(Saved entries)
┄┄┄┄┄┄┄┄┄┄
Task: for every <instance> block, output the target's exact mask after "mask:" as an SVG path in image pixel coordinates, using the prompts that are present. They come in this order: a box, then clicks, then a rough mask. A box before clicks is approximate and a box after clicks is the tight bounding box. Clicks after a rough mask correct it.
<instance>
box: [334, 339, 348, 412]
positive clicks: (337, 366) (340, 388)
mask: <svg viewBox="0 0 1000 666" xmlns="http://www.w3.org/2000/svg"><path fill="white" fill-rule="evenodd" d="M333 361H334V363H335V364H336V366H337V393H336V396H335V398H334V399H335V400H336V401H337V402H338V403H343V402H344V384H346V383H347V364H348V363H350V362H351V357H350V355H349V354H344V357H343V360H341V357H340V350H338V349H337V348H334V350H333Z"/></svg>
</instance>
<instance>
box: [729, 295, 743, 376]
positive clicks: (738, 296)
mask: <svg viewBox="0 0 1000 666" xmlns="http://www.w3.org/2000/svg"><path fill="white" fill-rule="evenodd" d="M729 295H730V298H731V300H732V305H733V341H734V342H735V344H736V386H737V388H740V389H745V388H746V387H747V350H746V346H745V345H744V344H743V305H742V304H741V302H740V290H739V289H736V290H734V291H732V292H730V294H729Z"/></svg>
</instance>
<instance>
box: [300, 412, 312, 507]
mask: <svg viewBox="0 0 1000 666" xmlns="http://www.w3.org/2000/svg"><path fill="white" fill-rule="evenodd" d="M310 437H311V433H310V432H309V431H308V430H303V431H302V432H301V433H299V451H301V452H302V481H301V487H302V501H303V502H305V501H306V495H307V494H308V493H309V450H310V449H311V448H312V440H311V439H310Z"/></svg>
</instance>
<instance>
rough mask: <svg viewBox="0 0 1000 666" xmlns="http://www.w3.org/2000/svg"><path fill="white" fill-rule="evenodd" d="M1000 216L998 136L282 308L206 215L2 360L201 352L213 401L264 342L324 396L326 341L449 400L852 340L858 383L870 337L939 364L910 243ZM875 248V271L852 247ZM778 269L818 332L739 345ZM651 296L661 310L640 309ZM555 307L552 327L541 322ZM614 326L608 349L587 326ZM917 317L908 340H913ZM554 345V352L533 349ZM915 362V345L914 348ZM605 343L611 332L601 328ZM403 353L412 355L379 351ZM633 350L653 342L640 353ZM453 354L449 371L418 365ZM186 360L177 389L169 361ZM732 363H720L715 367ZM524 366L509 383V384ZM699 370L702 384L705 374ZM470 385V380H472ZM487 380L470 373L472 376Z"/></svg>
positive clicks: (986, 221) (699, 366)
┄┄┄┄┄┄┄┄┄┄
◆ DIRECTIONS FOR THIS TASK
Reproduce the data exactly. Keep every line intact.

◆ RESULT OF THE TASK
Task: for every <instance> block, output the target's exact mask after "mask:" as an SVG path in image pixel coordinates, using the prompts that are present. They come in this order: a box, then clicks, then a rough mask. A box before clicks is approximate and a box after clicks is the tight bounding box. Clicks after a rough mask correct it.
<instance>
box: [334, 339, 348, 412]
positive clicks: (337, 366) (340, 388)
mask: <svg viewBox="0 0 1000 666" xmlns="http://www.w3.org/2000/svg"><path fill="white" fill-rule="evenodd" d="M333 361H334V363H335V364H336V366H337V393H336V396H335V398H334V399H335V400H336V401H337V402H338V403H343V402H344V384H346V383H347V364H348V363H350V362H351V357H350V355H349V354H344V357H343V360H341V357H340V350H338V349H337V348H334V350H333Z"/></svg>
</instance>
<instance>
box: [729, 295, 743, 376]
positive clicks: (738, 296)
mask: <svg viewBox="0 0 1000 666" xmlns="http://www.w3.org/2000/svg"><path fill="white" fill-rule="evenodd" d="M729 295H730V298H731V300H732V305H733V341H734V342H735V344H736V386H737V388H740V389H745V388H746V387H747V350H746V346H745V345H744V344H743V305H742V304H741V302H740V290H739V289H736V290H734V291H732V292H730V294H729Z"/></svg>
</instance>
<instance>
box: [300, 412, 312, 507]
mask: <svg viewBox="0 0 1000 666" xmlns="http://www.w3.org/2000/svg"><path fill="white" fill-rule="evenodd" d="M310 437H311V433H310V432H309V431H308V430H303V431H302V432H301V433H299V451H301V452H302V481H301V487H302V501H303V502H305V501H306V495H307V494H308V493H309V450H310V449H311V448H312V440H311V439H310Z"/></svg>
</instance>
<instance>
rough mask: <svg viewBox="0 0 1000 666" xmlns="http://www.w3.org/2000/svg"><path fill="white" fill-rule="evenodd" d="M1000 216L998 136L282 308L206 215L2 360L201 352L213 401L264 342L324 396L326 341L449 400L852 340L858 383L870 337L939 364L910 243ZM875 248V271L852 247ZM778 269L818 332L739 345ZM651 296L661 310L640 309ZM555 307L552 327L541 322ZM614 326L608 349L587 326ZM917 317L908 340H913ZM554 345V352L533 349ZM915 362V345L914 348ZM605 343L611 332L601 328ZM403 353L412 355L379 351ZM633 350L653 342L640 353ZM453 354L449 371L418 365ZM186 360L177 389L169 361ZM732 363H720L715 367ZM524 366L509 383V384ZM699 370L702 384L705 374ZM470 385V380H472ZM487 380L470 373L472 376Z"/></svg>
positive clicks: (986, 221) (699, 366)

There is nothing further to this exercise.